Referring expression data:
──────────

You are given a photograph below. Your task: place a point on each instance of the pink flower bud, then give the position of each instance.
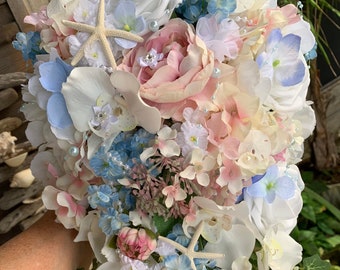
(136, 244)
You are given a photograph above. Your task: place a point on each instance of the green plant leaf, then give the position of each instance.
(315, 263)
(163, 226)
(334, 240)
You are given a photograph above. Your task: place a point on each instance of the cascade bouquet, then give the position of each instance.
(168, 131)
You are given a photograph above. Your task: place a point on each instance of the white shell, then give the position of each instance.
(16, 161)
(22, 179)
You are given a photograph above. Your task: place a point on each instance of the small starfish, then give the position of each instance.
(189, 251)
(99, 32)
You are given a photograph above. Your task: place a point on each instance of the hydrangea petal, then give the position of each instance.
(57, 112)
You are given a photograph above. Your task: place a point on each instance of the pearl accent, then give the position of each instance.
(153, 26)
(73, 151)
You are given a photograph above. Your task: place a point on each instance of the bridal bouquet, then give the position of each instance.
(168, 131)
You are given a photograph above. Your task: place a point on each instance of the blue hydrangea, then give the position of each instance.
(110, 165)
(271, 185)
(29, 45)
(191, 10)
(111, 221)
(127, 199)
(221, 8)
(177, 262)
(102, 196)
(52, 75)
(177, 235)
(312, 54)
(204, 264)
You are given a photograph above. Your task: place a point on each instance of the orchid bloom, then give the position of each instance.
(94, 101)
(165, 143)
(280, 251)
(199, 168)
(280, 61)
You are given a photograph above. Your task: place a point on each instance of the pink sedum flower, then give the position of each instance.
(136, 243)
(182, 72)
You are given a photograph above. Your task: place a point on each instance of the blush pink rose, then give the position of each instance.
(136, 244)
(182, 69)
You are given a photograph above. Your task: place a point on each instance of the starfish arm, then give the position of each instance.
(79, 26)
(108, 51)
(123, 34)
(101, 14)
(79, 55)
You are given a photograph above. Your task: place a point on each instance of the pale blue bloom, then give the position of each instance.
(111, 221)
(204, 264)
(52, 75)
(125, 19)
(177, 235)
(312, 54)
(280, 61)
(102, 196)
(177, 262)
(191, 10)
(272, 185)
(221, 8)
(29, 45)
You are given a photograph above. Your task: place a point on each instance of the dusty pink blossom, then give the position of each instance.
(136, 243)
(183, 71)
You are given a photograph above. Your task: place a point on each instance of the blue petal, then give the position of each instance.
(57, 113)
(273, 39)
(54, 74)
(257, 190)
(293, 75)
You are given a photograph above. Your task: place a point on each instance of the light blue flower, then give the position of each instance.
(111, 221)
(102, 196)
(29, 45)
(204, 264)
(125, 19)
(272, 185)
(221, 8)
(53, 75)
(177, 262)
(109, 165)
(280, 61)
(312, 54)
(191, 10)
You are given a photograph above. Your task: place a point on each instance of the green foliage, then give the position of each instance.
(318, 228)
(163, 226)
(315, 263)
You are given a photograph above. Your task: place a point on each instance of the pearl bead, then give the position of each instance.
(153, 26)
(216, 73)
(73, 151)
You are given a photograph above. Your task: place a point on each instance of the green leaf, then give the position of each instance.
(334, 240)
(315, 263)
(164, 226)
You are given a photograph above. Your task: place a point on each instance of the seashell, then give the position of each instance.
(31, 200)
(22, 179)
(16, 161)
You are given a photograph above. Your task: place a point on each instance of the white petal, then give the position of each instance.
(81, 90)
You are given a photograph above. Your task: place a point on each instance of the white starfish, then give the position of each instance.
(189, 251)
(99, 32)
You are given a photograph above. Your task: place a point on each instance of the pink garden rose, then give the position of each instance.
(171, 65)
(136, 244)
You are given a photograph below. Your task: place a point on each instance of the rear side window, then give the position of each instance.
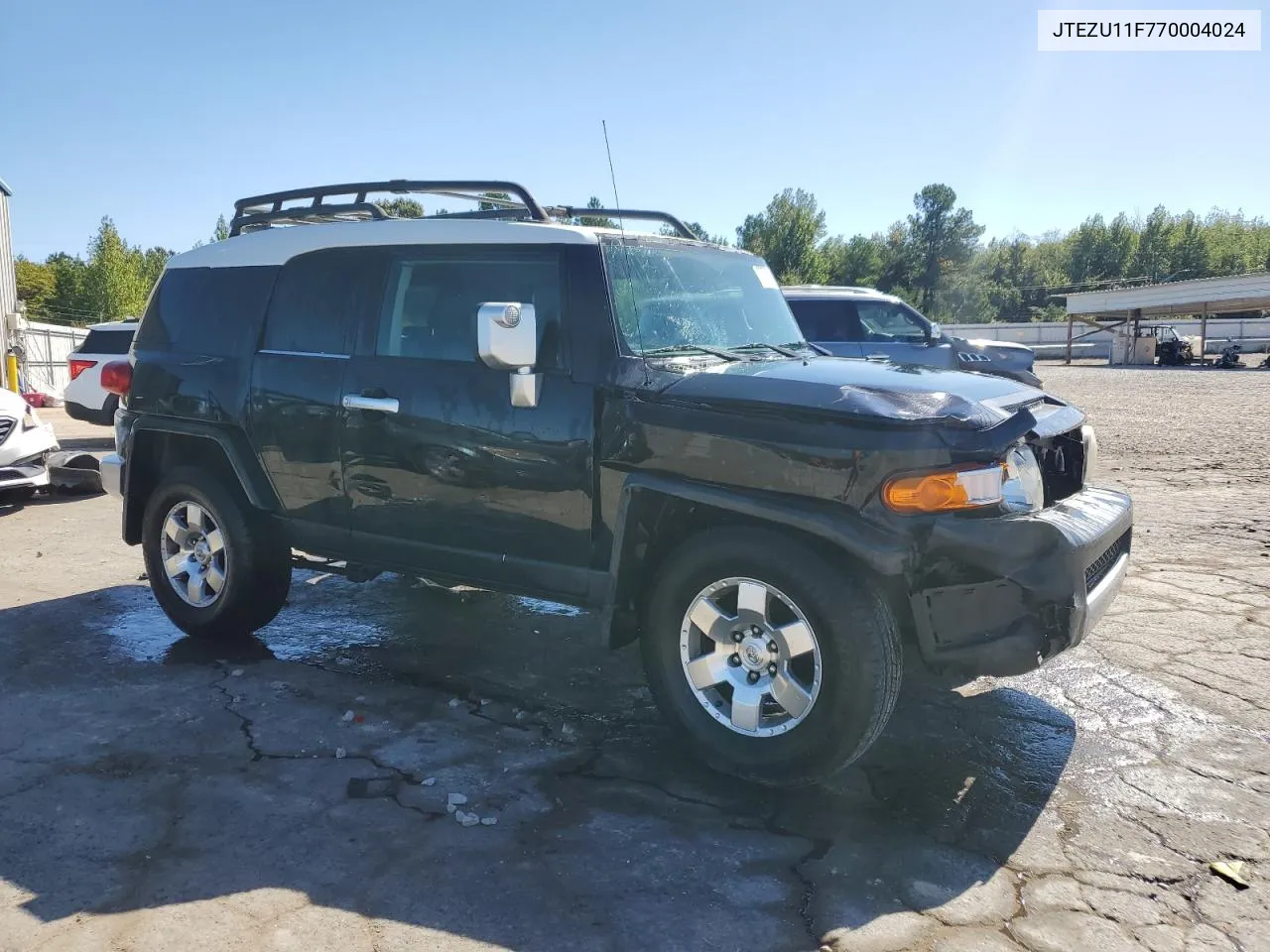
(321, 298)
(208, 311)
(107, 341)
(434, 298)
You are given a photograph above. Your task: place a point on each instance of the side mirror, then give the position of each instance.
(507, 339)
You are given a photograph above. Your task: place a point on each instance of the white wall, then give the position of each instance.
(1254, 333)
(45, 348)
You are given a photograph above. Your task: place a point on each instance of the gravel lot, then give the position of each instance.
(291, 792)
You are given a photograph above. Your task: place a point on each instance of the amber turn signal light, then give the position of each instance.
(944, 492)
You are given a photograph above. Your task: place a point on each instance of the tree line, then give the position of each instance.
(934, 258)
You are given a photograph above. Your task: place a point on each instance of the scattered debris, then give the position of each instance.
(1232, 873)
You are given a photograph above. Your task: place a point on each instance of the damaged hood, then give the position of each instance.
(828, 386)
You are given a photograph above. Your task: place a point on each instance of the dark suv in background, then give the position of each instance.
(630, 422)
(849, 321)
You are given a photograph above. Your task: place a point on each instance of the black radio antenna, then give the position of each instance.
(626, 252)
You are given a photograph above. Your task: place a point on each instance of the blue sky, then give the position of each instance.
(160, 114)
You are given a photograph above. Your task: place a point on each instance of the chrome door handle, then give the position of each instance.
(384, 405)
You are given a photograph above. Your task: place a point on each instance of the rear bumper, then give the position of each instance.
(1024, 588)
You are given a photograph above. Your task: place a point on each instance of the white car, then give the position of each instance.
(24, 442)
(85, 398)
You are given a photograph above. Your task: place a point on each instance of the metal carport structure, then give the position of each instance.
(1205, 296)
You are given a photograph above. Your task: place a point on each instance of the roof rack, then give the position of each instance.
(263, 211)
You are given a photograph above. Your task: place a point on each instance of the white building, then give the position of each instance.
(8, 281)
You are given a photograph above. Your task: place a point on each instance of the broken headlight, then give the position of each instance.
(1091, 453)
(1024, 488)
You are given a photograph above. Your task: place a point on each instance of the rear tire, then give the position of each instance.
(848, 670)
(230, 563)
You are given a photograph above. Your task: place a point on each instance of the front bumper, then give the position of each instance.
(30, 474)
(112, 475)
(1003, 595)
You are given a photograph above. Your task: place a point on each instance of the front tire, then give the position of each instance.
(216, 565)
(778, 666)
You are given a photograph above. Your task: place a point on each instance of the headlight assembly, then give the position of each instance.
(1024, 488)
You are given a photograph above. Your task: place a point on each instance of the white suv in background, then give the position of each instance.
(85, 398)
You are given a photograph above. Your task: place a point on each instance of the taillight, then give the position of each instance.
(77, 367)
(117, 377)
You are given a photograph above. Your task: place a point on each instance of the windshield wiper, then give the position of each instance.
(691, 348)
(778, 348)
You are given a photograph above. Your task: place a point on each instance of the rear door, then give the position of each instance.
(445, 476)
(829, 322)
(318, 302)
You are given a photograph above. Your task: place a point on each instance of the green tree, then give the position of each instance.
(37, 284)
(1153, 257)
(594, 221)
(943, 236)
(492, 206)
(788, 234)
(70, 280)
(857, 262)
(1191, 252)
(402, 207)
(113, 284)
(153, 263)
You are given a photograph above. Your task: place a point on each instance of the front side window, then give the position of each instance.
(432, 302)
(675, 298)
(825, 320)
(885, 321)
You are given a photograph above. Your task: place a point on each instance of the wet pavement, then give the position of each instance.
(291, 791)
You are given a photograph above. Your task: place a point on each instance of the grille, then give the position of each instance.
(1100, 566)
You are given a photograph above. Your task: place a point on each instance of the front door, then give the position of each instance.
(444, 475)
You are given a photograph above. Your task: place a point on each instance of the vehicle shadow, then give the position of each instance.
(140, 770)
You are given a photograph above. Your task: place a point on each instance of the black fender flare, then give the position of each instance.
(883, 552)
(246, 468)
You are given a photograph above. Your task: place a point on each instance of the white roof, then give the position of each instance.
(281, 244)
(833, 291)
(116, 325)
(1241, 293)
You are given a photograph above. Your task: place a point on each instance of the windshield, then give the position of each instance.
(671, 296)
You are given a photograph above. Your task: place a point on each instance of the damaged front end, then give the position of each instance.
(1001, 595)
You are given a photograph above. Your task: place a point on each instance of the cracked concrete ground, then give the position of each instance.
(157, 793)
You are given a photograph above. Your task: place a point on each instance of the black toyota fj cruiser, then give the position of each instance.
(630, 422)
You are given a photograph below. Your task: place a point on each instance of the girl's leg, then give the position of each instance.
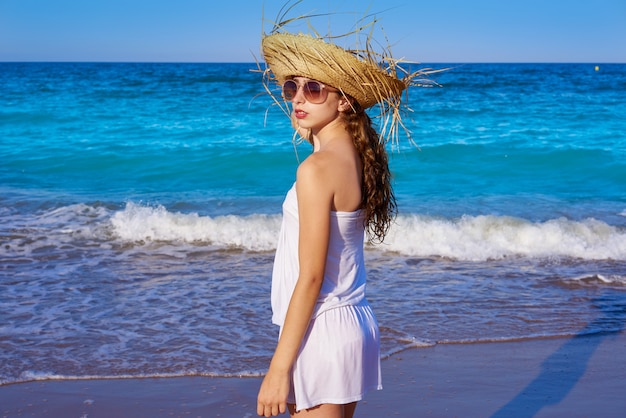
(324, 411)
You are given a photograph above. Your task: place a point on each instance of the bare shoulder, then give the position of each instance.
(313, 178)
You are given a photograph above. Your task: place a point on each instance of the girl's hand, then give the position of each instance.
(272, 398)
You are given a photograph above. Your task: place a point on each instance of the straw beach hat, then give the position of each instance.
(371, 78)
(302, 55)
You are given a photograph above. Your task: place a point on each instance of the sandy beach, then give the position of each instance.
(577, 377)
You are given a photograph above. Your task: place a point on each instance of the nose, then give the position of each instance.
(299, 96)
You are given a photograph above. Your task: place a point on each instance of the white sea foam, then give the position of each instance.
(145, 223)
(472, 238)
(495, 237)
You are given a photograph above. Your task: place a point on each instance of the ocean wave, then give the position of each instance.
(472, 238)
(467, 238)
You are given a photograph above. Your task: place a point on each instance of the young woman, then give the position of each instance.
(328, 355)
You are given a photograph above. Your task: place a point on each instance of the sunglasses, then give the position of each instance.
(314, 91)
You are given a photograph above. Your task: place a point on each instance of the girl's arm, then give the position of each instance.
(314, 204)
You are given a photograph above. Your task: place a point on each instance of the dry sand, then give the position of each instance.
(577, 377)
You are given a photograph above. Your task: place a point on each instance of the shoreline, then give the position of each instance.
(582, 376)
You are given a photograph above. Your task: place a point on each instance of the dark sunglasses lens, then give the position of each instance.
(290, 88)
(313, 91)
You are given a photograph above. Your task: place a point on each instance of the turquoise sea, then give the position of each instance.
(140, 205)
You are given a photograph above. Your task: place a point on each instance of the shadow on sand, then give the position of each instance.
(562, 370)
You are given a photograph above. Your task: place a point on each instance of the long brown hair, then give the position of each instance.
(378, 199)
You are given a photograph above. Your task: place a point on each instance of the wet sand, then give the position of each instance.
(577, 377)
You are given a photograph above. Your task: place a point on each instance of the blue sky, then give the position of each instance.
(229, 31)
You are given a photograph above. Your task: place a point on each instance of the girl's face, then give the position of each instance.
(314, 104)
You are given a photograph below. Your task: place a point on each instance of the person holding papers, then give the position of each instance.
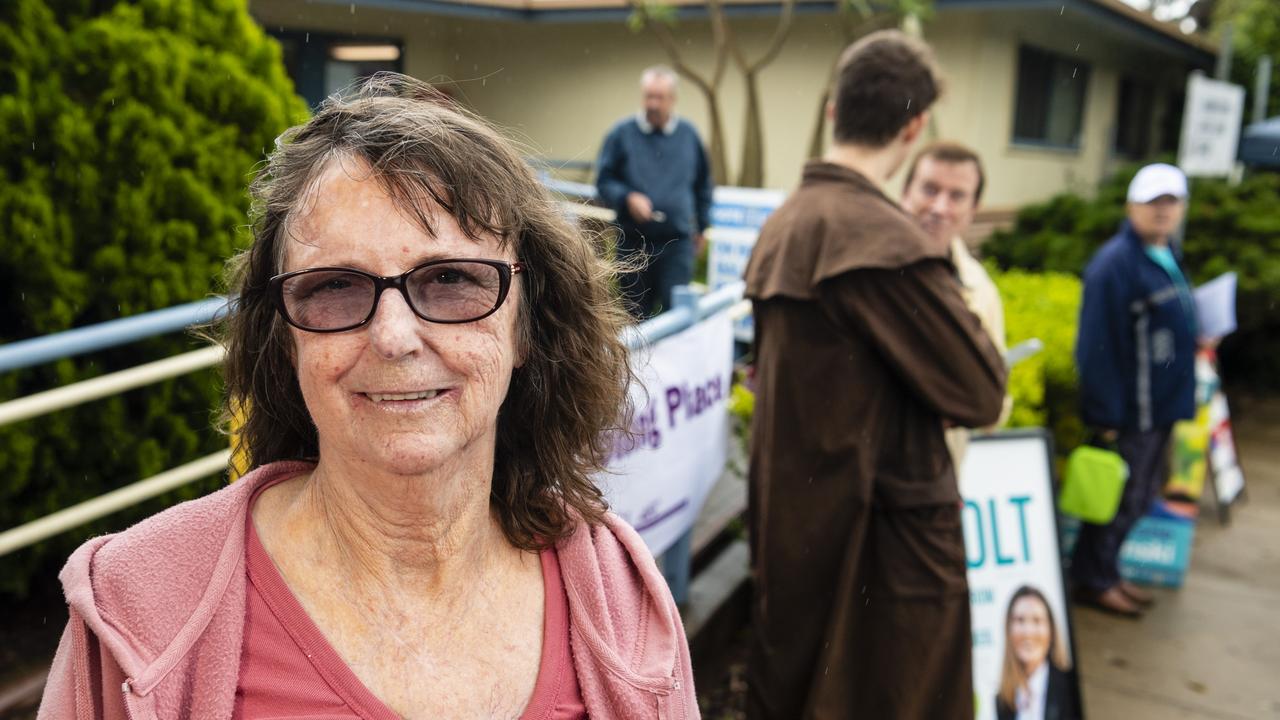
(1136, 352)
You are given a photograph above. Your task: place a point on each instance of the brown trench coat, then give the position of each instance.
(864, 346)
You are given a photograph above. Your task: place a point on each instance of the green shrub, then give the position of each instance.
(128, 131)
(1228, 228)
(1043, 387)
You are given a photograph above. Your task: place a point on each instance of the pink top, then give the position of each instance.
(288, 670)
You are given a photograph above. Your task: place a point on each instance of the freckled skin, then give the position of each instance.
(397, 351)
(389, 543)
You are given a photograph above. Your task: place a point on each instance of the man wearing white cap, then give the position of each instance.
(1136, 352)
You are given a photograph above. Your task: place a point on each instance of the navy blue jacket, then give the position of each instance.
(671, 169)
(1136, 345)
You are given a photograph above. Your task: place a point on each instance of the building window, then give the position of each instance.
(1050, 104)
(1134, 119)
(323, 64)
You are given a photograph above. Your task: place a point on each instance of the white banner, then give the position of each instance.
(662, 472)
(1010, 531)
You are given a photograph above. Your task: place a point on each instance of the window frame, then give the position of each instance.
(1055, 58)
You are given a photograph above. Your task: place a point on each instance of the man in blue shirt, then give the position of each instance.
(653, 172)
(1136, 352)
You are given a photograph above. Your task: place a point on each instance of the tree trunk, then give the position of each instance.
(752, 173)
(716, 139)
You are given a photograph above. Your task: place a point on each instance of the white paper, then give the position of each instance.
(1215, 306)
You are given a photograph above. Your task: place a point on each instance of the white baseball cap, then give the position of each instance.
(1157, 180)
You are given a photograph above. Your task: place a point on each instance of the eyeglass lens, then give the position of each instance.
(447, 292)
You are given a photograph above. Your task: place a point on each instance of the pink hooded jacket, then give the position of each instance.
(158, 618)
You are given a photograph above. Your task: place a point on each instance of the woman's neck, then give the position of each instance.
(387, 533)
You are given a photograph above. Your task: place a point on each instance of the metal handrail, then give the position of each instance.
(114, 383)
(103, 505)
(689, 309)
(112, 333)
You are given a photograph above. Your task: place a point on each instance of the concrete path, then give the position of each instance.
(1212, 647)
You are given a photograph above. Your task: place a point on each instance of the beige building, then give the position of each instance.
(1050, 94)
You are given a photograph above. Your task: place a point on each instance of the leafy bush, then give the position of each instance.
(1043, 387)
(1228, 228)
(128, 131)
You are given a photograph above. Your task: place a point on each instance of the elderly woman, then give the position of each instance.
(426, 359)
(1034, 680)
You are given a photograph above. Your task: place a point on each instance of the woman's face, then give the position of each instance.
(1029, 632)
(458, 373)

──────────

Work item: From the line containing "handrail, then give the position of each instance." to the last line of the records above, please write out every line exactly and add nothing.

Answer area:
You are given a photograph above. Your task: place a point on each instance of the metal handrail, then give the position of each instance.
(114, 383)
(103, 505)
(689, 309)
(112, 333)
You are given a photograph above. Your task: place a point on each instance of the concrete path, then give the position of each instance.
(1212, 647)
You are given a photograph above. Your task: place a point on each instance of the beige building, then give the position of each instance.
(1050, 94)
You are given a photograph above. Your task: place a point on each instance of the leafy bush, then give the position of each instance.
(1043, 387)
(1228, 228)
(128, 131)
You are given a photograph above. Your task: place a point on each instance of the elderly woman, then give the position of each instance.
(426, 359)
(1034, 680)
You are given a photograph above. Your task: place a point on each instance of the woman's face, then give the position of each instance.
(1029, 632)
(458, 373)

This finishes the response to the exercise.